• Records supplied:

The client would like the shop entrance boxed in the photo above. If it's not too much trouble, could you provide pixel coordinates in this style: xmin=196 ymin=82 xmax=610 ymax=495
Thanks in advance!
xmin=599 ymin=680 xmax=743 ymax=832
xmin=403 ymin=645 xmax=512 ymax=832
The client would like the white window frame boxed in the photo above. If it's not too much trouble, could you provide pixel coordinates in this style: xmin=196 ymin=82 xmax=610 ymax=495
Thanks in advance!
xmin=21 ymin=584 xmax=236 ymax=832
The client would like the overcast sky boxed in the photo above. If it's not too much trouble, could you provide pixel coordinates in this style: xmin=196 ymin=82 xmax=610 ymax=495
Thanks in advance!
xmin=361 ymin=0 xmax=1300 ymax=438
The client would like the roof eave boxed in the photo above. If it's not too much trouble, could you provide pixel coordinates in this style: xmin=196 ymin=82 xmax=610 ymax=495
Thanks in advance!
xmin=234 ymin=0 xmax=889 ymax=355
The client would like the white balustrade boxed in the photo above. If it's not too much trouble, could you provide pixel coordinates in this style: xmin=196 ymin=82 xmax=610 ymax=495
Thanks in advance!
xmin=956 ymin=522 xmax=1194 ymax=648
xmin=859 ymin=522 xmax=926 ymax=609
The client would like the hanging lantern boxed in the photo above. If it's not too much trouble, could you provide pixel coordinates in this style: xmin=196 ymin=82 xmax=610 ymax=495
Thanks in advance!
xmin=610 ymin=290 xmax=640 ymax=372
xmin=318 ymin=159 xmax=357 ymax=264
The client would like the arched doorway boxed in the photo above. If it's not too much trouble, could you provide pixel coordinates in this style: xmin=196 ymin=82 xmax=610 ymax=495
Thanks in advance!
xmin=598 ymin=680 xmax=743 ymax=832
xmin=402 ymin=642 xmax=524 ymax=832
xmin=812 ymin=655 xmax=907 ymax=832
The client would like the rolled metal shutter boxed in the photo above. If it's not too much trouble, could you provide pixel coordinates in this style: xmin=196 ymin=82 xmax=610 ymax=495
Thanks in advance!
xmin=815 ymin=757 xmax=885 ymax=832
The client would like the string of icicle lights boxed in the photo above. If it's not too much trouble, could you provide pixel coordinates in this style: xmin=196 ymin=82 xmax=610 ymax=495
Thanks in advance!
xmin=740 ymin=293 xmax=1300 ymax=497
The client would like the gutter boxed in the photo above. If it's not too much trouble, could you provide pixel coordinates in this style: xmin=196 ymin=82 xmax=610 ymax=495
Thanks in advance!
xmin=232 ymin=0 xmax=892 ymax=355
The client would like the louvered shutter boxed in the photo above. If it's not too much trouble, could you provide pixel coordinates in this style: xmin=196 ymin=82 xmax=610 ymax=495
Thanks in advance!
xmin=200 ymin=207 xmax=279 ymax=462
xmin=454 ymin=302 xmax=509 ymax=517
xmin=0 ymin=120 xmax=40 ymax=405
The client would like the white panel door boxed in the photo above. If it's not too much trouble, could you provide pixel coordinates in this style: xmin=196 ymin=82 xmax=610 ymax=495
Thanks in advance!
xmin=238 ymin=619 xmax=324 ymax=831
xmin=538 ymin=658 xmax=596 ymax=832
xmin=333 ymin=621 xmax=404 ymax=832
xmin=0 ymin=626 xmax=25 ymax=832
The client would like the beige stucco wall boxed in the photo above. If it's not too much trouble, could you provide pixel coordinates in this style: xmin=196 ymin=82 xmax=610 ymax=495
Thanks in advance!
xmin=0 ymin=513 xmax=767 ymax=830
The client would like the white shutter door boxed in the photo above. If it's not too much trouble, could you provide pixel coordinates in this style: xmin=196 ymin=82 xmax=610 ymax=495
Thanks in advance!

• Assignment:
Find the count of lines in the data above where the string "white" occurs. Provide that number alone.

• Output of the exercise:
4